What to work on: Show every line in the material below that contains the word "tree".

Data lines:
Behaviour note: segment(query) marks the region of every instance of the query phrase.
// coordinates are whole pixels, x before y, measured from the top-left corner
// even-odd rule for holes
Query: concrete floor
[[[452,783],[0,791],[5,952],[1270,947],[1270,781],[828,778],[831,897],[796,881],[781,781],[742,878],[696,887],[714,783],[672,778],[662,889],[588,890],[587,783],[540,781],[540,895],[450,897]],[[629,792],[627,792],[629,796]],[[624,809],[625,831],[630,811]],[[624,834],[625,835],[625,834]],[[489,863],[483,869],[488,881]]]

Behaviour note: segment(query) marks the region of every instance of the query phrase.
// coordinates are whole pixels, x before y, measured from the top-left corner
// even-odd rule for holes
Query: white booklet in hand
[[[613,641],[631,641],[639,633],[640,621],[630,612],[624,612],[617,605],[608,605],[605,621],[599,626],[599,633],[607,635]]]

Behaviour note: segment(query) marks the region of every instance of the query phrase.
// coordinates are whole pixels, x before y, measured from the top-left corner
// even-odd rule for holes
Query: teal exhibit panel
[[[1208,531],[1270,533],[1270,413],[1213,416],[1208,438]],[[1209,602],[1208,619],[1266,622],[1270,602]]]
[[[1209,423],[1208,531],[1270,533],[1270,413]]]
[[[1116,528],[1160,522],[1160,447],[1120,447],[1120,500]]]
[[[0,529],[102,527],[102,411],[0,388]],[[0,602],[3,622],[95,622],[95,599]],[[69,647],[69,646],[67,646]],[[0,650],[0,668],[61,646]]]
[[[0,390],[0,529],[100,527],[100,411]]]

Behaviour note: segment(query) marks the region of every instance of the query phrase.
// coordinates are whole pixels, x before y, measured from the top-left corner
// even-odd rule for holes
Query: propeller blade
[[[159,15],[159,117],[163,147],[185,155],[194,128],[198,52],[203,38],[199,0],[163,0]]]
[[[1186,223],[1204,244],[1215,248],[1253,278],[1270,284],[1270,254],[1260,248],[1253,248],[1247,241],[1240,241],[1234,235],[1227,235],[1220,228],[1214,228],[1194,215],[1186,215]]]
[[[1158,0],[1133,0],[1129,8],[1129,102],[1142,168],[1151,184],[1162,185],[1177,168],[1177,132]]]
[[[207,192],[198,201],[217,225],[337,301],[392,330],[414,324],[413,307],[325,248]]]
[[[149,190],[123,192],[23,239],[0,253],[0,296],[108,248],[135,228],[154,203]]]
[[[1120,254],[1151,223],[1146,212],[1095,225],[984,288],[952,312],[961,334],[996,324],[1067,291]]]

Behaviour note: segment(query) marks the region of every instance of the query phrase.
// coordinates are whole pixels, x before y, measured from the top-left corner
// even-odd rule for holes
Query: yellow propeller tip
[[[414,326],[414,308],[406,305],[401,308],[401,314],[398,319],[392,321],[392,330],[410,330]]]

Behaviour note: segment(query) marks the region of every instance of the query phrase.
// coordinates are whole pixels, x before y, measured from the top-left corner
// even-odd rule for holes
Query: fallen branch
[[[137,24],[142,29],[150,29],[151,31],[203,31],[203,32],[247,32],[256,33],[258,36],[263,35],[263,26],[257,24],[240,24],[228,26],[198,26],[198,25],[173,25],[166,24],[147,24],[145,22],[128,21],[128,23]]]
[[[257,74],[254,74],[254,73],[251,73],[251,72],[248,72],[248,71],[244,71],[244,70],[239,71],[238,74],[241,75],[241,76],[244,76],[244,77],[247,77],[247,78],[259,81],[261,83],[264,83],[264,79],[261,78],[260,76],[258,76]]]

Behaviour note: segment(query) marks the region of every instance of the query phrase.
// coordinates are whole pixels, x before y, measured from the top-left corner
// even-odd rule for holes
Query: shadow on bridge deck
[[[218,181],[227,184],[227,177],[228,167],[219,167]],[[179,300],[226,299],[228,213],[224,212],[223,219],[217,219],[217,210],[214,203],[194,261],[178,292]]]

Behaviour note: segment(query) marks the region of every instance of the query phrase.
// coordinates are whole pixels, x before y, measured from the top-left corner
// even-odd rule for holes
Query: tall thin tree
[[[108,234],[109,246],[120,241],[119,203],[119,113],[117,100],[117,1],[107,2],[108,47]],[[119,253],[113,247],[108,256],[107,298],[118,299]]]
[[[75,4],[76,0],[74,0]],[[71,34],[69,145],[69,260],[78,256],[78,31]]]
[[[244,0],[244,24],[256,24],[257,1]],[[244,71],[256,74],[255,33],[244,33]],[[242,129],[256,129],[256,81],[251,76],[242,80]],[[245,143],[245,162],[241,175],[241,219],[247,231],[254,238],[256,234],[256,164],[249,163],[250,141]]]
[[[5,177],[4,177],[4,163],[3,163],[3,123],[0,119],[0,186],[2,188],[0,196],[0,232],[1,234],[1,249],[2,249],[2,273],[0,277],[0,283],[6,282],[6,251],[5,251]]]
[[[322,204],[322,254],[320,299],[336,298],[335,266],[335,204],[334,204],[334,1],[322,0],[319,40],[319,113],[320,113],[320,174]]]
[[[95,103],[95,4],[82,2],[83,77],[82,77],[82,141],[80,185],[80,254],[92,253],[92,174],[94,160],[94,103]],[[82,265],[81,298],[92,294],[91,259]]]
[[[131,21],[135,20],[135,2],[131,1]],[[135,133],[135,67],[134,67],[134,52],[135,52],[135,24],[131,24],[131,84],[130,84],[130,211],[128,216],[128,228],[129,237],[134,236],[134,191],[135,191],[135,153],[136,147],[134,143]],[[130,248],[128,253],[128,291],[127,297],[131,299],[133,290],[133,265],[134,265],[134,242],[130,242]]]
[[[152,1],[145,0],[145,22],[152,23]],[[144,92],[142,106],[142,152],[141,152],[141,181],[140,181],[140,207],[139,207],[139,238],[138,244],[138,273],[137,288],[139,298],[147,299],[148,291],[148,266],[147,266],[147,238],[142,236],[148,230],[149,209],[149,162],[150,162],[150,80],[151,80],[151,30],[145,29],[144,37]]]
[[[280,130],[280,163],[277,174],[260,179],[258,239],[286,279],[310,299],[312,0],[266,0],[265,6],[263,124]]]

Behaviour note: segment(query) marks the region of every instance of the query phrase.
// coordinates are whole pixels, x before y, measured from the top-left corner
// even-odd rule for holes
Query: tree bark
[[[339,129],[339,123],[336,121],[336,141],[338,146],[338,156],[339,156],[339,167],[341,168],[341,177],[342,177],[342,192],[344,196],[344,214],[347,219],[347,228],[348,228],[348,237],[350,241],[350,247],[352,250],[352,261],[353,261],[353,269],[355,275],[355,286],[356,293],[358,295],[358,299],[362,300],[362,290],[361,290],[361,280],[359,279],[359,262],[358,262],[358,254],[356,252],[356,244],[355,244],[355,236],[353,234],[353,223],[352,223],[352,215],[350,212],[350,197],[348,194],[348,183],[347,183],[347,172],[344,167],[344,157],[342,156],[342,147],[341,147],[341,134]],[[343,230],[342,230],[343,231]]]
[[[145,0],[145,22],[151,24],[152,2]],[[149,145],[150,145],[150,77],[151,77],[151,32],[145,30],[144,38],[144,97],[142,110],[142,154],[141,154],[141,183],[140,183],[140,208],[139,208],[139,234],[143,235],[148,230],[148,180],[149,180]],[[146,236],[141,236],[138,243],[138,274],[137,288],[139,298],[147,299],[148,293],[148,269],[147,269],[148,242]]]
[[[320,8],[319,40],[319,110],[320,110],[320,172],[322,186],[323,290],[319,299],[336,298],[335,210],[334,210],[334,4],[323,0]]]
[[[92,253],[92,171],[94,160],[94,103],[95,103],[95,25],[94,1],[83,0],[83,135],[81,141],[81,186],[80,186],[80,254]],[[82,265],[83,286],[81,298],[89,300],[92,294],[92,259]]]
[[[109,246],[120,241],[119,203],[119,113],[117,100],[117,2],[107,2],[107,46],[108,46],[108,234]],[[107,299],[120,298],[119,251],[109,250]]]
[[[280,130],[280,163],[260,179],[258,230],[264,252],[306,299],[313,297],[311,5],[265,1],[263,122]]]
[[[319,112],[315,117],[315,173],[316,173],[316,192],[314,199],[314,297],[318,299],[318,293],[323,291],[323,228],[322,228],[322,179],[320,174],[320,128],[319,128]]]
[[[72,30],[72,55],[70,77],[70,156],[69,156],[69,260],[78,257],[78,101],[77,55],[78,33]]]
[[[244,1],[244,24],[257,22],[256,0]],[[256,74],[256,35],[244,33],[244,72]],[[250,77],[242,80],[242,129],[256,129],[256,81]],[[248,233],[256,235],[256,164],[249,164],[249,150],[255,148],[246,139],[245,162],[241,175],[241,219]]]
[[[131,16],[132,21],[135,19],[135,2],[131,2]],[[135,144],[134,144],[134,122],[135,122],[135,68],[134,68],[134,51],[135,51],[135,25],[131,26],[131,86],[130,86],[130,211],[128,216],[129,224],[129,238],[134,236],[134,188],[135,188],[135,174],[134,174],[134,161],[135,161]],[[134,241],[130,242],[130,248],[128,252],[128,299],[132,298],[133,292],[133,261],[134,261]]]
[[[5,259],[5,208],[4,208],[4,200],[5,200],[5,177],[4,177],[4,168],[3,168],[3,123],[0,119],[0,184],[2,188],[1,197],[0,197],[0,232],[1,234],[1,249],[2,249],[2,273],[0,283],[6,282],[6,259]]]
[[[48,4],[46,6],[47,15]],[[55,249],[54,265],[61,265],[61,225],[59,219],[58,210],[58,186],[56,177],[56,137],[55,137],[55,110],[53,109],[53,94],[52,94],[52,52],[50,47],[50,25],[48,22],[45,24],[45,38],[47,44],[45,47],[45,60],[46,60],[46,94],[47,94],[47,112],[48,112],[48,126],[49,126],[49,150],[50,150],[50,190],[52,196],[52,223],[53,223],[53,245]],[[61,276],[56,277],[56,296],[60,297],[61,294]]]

Exercise output:
Query: tall thin tree
Query: tree bark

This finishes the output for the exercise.